## OBJECTIF 1
Dans l'extrait ci-dessous sur la contrebande à la frontière avec le Nigéria, quelle raison invoque-t-on pour empêcher toute action vigoureuse sur le terrain ?
## OBJECTIF 2
Recopiez s'il vous plaît le passage de l'extrait ci-dessous compris entre « Cliché. Danzabé Ngaba. » et « Nigéria (figure 10) », bornes incluses.

## EXTRAIT DE LA SOURCE
2.2. Des circuits
informels très ambigus
Après les émeutes de février, il est
apparu une sorte d'impunité dans les rangs des contrebandiers qui
opèrent au vu et au su de tout le monde, la préservation de la
paix sociale étant la raison évoquée pour empêcher
toute action vigoureuse sur le terrain (Kuate, 2008). Les contrebandiers
(cascadeurs) qui, autre fois, passaient beaucoup plus par des pistes de brousse
et par hordes entières, opèrent de plus en plus sur les axes
connus sans être inquiétés. La question de la
pauvreté est évoquée pour tenter de justifier le
phénomène qui est l'activité principale de certains jeunes
désoeuvrés qui se livrent à la vente des pièces
détachées dans tous les coins de rues de la ville de Maroua. De
ce point de vue, s'il est établi que ces jeunes qui parcourent
près de 90km avec chacun, des kilogrammes de pièces de rechange
sur des motos ne sont pas inquiétés aux différents points
de contrôles sur les routes, on pourrait s'interroger sur l'origine des
camions d'origine étrangère au niveau de la route LIMANI
BANKI-MAROUA (voir photo 11)
Cliché. Danzabé Ngaba.
12-06-2011
Photo 11. Chargement des marchandises en vrac
après la traversée de la frontière avec le Nigéria,
à Banki
Sur cette photo 11, nous remarquons un chargement de
marchandises de toutes sortes. A l'extrémité de ce camion nous
pouvons voir des pneus neufs à destination de Maroua pour la
commercialisation. Dans ces conditions, le contrôle de douane ne peut pas
faire correctement son travail. En cas de contrôle, ces derniers sont
obligés de donner une note aléatoire en ce qui concerne le
dédouanement d' où le non respect des normes des règles de
dédouanement en vigueur.
La longue frontière avec le Nigéria (figure 10)
est aussi considérée comme un facteur aggravant le
phénomène de fraude. Car en saison sèche, les pistes se
multiplient à travers la savane et les marchandises entrent au Cameroun
sur des vélos, des motos et même à dos d'âne. Ces
marchandises qui traversent la frontière du Nigéria, par pirogue,
par camions et par porteurs, empruntent les pistes de nuit comme de jour. Une
infime partie étant contrôlée par les douaniers. En plus
d'une carence en infrastructures routières, le relief est
particulièrement favorable à la multiplicité des pistes.

## CONTENU DES DONNÉES
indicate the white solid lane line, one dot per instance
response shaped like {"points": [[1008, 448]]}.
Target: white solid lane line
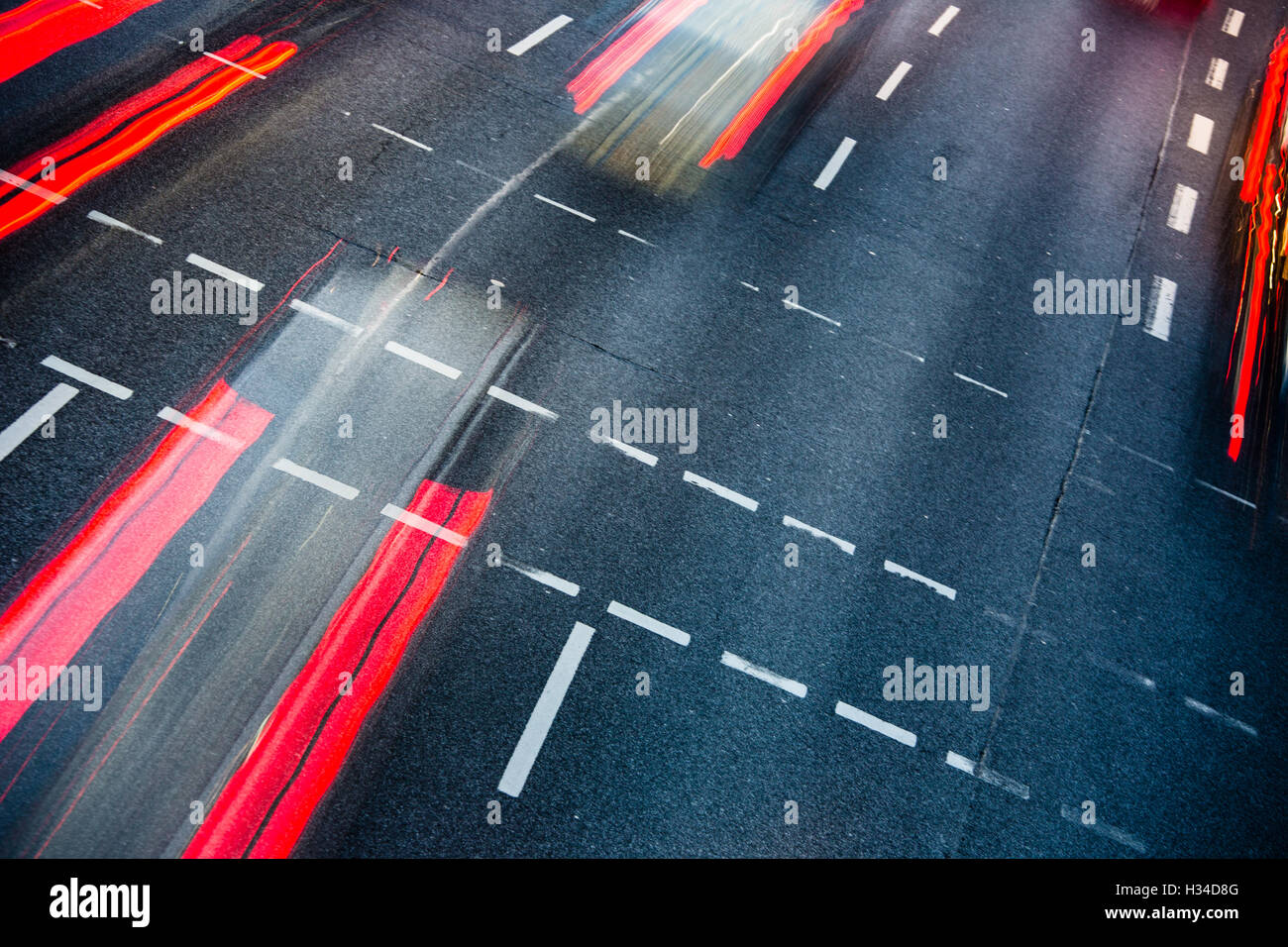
{"points": [[845, 547], [565, 206], [1181, 214], [342, 489], [220, 270], [75, 371], [544, 712], [402, 137], [648, 622], [429, 526], [917, 578], [988, 388], [420, 359], [793, 686], [323, 316], [539, 35], [876, 723], [833, 165], [722, 492], [121, 226], [30, 420], [1201, 133], [181, 420], [531, 406], [944, 20], [546, 579], [893, 82]]}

## SOLUTION PROPOSÉE 1
La préservation de la paix sociale.

## SOLUTION PROPOSÉE 2
Cliché. Danzabé Ngaba.
12-06-2011
Photo 11. Chargement des marchandises en vrac
après la traversée de la frontière avec le Nigéria,
à Banki
Sur cette photo 11, nous remarquons un chargement de
marchandises de toutes sortes. A l'extrémité de ce camion nous
pouvons voir des pneus neufs à destination de Maroua pour la
commercialisation. Dans ces conditions, le contrôle de douane ne peut pas
faire correctement son travail. En cas de contrôle, ces derniers sont
obligés de donner une note aléatoire en ce qui concerne le
dédouanement d' où le non respect des normes des règles de
dédouanement en vigueur.
La longue frontière avec le Nigéria (figure 10)